— START EXERCISE INPUT —
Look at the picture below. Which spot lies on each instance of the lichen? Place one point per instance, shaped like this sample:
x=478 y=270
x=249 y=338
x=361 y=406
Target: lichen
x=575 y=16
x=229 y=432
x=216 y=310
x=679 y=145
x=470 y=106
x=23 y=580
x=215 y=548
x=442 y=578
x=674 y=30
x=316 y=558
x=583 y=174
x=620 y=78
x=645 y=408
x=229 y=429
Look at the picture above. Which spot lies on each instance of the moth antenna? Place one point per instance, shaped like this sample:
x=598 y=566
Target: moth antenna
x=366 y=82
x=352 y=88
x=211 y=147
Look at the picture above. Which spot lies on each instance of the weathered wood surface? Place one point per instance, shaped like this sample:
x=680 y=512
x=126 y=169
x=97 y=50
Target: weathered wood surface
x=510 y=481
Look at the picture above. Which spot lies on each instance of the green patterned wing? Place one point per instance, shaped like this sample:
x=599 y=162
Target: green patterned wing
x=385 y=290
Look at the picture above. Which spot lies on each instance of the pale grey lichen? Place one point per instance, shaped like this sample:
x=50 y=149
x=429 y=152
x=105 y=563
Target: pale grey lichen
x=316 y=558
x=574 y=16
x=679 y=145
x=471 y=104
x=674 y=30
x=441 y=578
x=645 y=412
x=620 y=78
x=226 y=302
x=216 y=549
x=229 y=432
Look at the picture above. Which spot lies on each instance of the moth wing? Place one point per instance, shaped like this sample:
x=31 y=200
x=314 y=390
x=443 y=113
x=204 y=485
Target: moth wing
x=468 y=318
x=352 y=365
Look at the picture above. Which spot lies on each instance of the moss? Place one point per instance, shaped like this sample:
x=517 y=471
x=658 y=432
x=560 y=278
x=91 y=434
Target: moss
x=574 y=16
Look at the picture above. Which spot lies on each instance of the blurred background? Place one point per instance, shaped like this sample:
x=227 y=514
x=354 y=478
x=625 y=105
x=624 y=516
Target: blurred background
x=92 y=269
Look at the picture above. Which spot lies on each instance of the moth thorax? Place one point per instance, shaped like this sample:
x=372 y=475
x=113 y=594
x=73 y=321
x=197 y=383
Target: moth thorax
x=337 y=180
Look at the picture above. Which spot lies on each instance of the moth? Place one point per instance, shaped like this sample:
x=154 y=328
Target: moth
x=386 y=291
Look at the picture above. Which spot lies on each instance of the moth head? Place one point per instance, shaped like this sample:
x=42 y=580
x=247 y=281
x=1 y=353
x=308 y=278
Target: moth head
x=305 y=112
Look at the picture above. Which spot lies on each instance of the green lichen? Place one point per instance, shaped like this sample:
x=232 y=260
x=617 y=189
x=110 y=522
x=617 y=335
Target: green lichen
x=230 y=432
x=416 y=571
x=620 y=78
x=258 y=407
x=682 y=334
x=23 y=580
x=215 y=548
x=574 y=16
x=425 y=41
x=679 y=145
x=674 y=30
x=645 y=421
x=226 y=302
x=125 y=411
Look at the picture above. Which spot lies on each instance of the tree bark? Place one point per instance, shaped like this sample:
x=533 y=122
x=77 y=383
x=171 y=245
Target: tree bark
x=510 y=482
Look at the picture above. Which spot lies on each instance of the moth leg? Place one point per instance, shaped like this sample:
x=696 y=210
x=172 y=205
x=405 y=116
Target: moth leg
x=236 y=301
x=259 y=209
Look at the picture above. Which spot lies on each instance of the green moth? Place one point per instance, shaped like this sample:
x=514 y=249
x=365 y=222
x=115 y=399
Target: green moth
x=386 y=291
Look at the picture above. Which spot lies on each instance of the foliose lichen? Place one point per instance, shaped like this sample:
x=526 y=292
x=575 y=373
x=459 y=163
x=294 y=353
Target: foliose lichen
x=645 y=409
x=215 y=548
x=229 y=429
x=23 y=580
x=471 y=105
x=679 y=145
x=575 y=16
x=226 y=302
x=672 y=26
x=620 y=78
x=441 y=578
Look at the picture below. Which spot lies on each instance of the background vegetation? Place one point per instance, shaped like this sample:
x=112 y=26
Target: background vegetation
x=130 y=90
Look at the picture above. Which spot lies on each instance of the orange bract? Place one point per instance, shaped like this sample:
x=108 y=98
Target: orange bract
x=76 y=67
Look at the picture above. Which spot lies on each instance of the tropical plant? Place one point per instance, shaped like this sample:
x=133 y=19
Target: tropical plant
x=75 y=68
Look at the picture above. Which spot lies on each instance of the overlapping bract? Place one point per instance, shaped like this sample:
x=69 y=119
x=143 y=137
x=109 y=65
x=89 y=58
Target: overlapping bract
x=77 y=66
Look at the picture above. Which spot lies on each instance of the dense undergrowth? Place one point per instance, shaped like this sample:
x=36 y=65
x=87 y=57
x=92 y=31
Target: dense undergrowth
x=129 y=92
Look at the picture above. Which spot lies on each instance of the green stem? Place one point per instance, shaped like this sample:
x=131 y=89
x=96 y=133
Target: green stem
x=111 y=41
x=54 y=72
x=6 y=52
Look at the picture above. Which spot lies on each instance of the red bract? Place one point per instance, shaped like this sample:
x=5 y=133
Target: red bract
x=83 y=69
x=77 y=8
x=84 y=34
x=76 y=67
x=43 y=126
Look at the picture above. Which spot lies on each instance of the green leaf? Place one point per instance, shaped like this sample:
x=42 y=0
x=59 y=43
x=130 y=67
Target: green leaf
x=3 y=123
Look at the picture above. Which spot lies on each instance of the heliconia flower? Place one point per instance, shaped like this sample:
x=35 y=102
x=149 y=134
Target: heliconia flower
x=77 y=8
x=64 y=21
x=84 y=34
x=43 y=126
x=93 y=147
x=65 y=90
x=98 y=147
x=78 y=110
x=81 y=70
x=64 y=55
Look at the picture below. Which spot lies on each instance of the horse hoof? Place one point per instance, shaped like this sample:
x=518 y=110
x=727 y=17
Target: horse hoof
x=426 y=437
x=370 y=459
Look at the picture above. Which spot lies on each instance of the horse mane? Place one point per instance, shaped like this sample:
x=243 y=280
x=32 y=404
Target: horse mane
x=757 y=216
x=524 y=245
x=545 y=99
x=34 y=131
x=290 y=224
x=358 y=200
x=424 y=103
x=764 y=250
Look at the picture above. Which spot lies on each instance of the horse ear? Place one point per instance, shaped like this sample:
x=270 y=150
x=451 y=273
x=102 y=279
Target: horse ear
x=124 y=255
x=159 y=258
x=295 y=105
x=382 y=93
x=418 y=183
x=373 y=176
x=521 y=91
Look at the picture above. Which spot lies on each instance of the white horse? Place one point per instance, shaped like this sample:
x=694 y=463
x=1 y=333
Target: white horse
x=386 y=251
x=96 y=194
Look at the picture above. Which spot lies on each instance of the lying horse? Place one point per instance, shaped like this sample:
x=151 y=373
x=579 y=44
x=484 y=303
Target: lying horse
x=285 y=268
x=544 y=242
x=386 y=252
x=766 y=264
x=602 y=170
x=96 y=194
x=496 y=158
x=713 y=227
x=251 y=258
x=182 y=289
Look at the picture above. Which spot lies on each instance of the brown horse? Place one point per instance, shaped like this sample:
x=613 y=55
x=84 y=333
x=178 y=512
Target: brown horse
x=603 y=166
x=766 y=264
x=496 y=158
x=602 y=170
— END EXERCISE INPUT —
- **CHALLENGE**: Rewrite all of the material above as a numbered list, one line per item, leaving out any blank lines.

- **OUTPUT FOR THIS EXERCISE**:
1. Look at the picture below. Which spot lies on each instance of the lichen? Place one point per instance, shaped like this sample:
2. x=478 y=270
3. x=249 y=338
4. x=361 y=406
5. Target: lichen
6. x=575 y=16
7. x=229 y=432
8. x=216 y=310
9. x=679 y=145
10. x=470 y=106
11. x=23 y=580
12. x=215 y=548
13. x=442 y=578
14. x=674 y=30
15. x=316 y=558
16. x=583 y=174
17. x=620 y=78
18. x=645 y=408
19. x=229 y=429
20. Look at the picture above. Which spot lies on each instance of the moth antenna? Place one point per instance, shaped like this sample:
21. x=598 y=566
22. Target: moth antenna
23. x=366 y=82
24. x=352 y=88
25. x=211 y=147
26. Look at the picture above. Which spot lies on each instance of the weathered wood surface? Place one point per instance, shaped like this sample:
27. x=680 y=512
28. x=126 y=169
29. x=97 y=50
30. Target: weathered wood surface
31. x=510 y=481
32. Look at the picture above. Which spot lies on each instance of the green patterned wing? Place one point per instance, shaped like this sample:
33. x=599 y=162
34. Target: green patterned wing
35. x=385 y=290
36. Look at the picture above. Which spot lies on each instance of the pale grey lichen? Place one point per instance, shaped like this sample:
37. x=50 y=149
38. x=429 y=152
39. x=105 y=563
40. Target: pale grey lichen
41. x=316 y=558
42. x=574 y=16
43. x=679 y=145
44. x=471 y=104
45. x=674 y=30
46. x=441 y=578
47. x=645 y=412
48. x=620 y=78
49. x=226 y=302
50. x=216 y=549
51. x=229 y=432
52. Look at the picture above. Which spot lies on each instance of the moth wing? Place one point per instance, shaped like this sample:
53. x=31 y=200
54. x=314 y=390
55. x=443 y=113
56. x=204 y=485
57. Target: moth wing
58. x=468 y=318
59. x=352 y=365
60. Look at the picture above. Which spot lies on each instance of the moss? Place one point per instance, shaped like this sample:
61. x=517 y=471
62. x=658 y=432
63. x=560 y=278
64. x=91 y=434
65. Target: moss
66. x=574 y=16
67. Look at the picture above. Which spot lies on each instance of the blurred background? Place one point per instance, shaped like this sample:
68. x=227 y=514
69. x=354 y=478
70. x=625 y=105
71. x=624 y=516
72. Target: blurred background
73. x=92 y=269
74. Look at the picture above. Which spot lies on each instance of the moth thorax? Place one point per instance, shaped like this sample:
75. x=372 y=475
76. x=113 y=594
77. x=73 y=321
78. x=197 y=383
79. Target: moth thorax
80. x=337 y=180
81. Look at the picture above. Which spot lies on each instance of the moth? Place one point per instance, shaped like this sample:
82. x=154 y=328
83. Target: moth
84. x=386 y=291
85. Look at the picture above. Which spot lies on each instance of the moth head? Place one point per instance, shaped like this sample:
86. x=42 y=580
87. x=247 y=281
88. x=1 y=353
89. x=308 y=278
90. Target: moth head
91. x=305 y=112
92. Look at the picture above. Which spot lies on each instance of the green lichen? Place one point per instance, shaped like this sample:
93. x=232 y=260
94. x=617 y=189
95. x=110 y=522
96. x=617 y=335
97. Target: green lichen
98. x=230 y=432
99. x=416 y=571
100. x=620 y=78
101. x=258 y=407
102. x=682 y=334
103. x=23 y=580
104. x=215 y=548
105. x=574 y=16
106. x=425 y=41
107. x=679 y=145
108. x=674 y=30
109. x=645 y=421
110. x=226 y=302
111. x=125 y=411
112. Look at the picture above. Which spot lies on each instance of the tree bark? Place one point per instance, shaped like this sample:
113. x=533 y=122
114. x=77 y=383
115. x=171 y=245
116. Target: tree bark
117. x=510 y=482
118. Look at the picture above. Which spot lies on each instance of the moth leg? Place one point per instance, shaped like this sample:
119. x=696 y=210
120. x=172 y=205
121. x=405 y=116
122. Target: moth leg
123. x=236 y=301
124. x=259 y=209
125. Look at the picture above. Which spot lies on each instance of the green moth? Place one point per instance, shaped like this sample:
126. x=514 y=249
127. x=365 y=222
128. x=115 y=399
129. Target: green moth
130. x=386 y=291
131. Look at the picture above. Which spot lies on each instance of the foliose lichen? Place one point per instance, shaped like this sample:
132. x=526 y=292
133. x=575 y=373
134. x=459 y=163
135. x=294 y=353
136. Target: foliose lichen
137. x=645 y=409
138. x=215 y=548
139. x=229 y=429
140. x=23 y=580
141. x=471 y=105
142. x=679 y=145
143. x=575 y=16
144. x=226 y=302
145. x=672 y=26
146. x=620 y=78
147. x=441 y=578
148. Look at the picture below. Which spot lies on each instance of the background vegetation? Place one point per instance, shaped like this sample:
149. x=112 y=26
150. Target: background vegetation
151. x=130 y=90
152. Look at the picture above. Which spot lies on each instance of the orange bract? Place one point per instance, shaped like this sample:
153. x=108 y=98
154. Target: orange bract
155. x=76 y=67
156. Look at the picture above. Which spot lies on each instance of the tropical plant? Place one point per instance, shaped like this sample:
157. x=133 y=19
158. Target: tropical plant
159. x=75 y=68
160. Look at the picture above. Which spot lies on each instance of the overlapping bract? Place one point per instance, shaped like this sample:
161. x=69 y=119
162. x=143 y=137
163. x=109 y=65
164. x=89 y=58
165. Target: overlapping bract
166. x=77 y=66
167. Look at the picture above. Which spot lies on each instance of the dense undergrowth? Place one point per instance, shaped like this sample:
168. x=36 y=65
169. x=87 y=57
170. x=92 y=31
171. Target: dense undergrowth
172. x=129 y=92
173. Look at the picture above. Which spot lies on each instance of the green stem? Place one point per instance, shaped like this sample:
174. x=131 y=89
175. x=96 y=133
176. Target: green stem
177. x=111 y=41
178. x=54 y=72
179. x=6 y=52
180. Look at the picture above. Which spot lies on each instance of the red bract? Place one point per instance, shaped like this sample:
181. x=5 y=133
182. Target: red bract
183. x=83 y=69
184. x=77 y=8
185. x=84 y=34
186. x=76 y=67
187. x=43 y=126
188. Look at the picture above. Which spot lies on each instance of the green leaf? Place one point per instance, shaped like this sample:
189. x=42 y=0
190. x=59 y=43
191. x=130 y=67
192. Target: green leaf
193. x=3 y=123
194. Look at the picture above. Which spot lies on each instance of the heliconia flower? Place one point per instance, shaped like this sample:
195. x=35 y=102
196. x=149 y=134
197. Target: heliconia flower
198. x=77 y=8
199. x=64 y=21
200. x=84 y=34
201. x=43 y=126
202. x=93 y=147
203. x=65 y=90
204. x=98 y=147
205. x=78 y=110
206. x=81 y=70
207. x=64 y=55
208. Look at the picture below. Which spot lies on each instance of the horse hoof? Place one point per instance, shaped like this sample:
209. x=518 y=110
210. x=727 y=17
211. Target: horse hoof
212. x=426 y=437
213. x=370 y=459
214. Look at the picture above. Which spot lies on each instance of the horse mane? Place one point per instance, shaped like this sample:
215. x=243 y=280
216. x=32 y=404
217. Target: horse mane
218. x=757 y=216
219. x=524 y=245
220. x=545 y=99
221. x=34 y=131
222. x=290 y=224
223. x=358 y=200
224. x=424 y=103
225. x=764 y=250
226. Look at the picture above. Which spot lies on each instance of the horse ear? Place one point per instance, shaped like this sample:
227. x=270 y=150
228. x=451 y=273
229. x=102 y=279
230. Target: horse ear
231. x=124 y=255
232. x=159 y=258
233. x=295 y=105
234. x=382 y=93
235. x=418 y=183
236. x=373 y=176
237. x=521 y=91
238. Look at the picture above. Which spot lies on each instance of the white horse? Place one point per instance, shaped like this sample:
239. x=694 y=463
240. x=1 y=333
241. Target: white horse
242. x=386 y=251
243. x=96 y=194
244. Look at the picture above. Which spot lies on each instance of the lying horse? Place one point per instance, shaped like this sample:
245. x=151 y=373
246. x=579 y=44
247. x=484 y=303
248. Target: lying horse
249. x=285 y=268
250. x=544 y=242
251. x=386 y=252
252. x=766 y=264
253. x=602 y=170
254. x=96 y=194
255. x=496 y=158
256. x=713 y=227
257. x=251 y=258
258. x=182 y=289
259. Look at the picture above. Which spot lies on each instance of the brown horse? Place one point per instance, shaped like this sample:
260. x=613 y=55
261. x=84 y=333
262. x=178 y=512
263. Target: brown horse
264. x=603 y=166
265. x=766 y=264
266. x=496 y=158
267. x=602 y=170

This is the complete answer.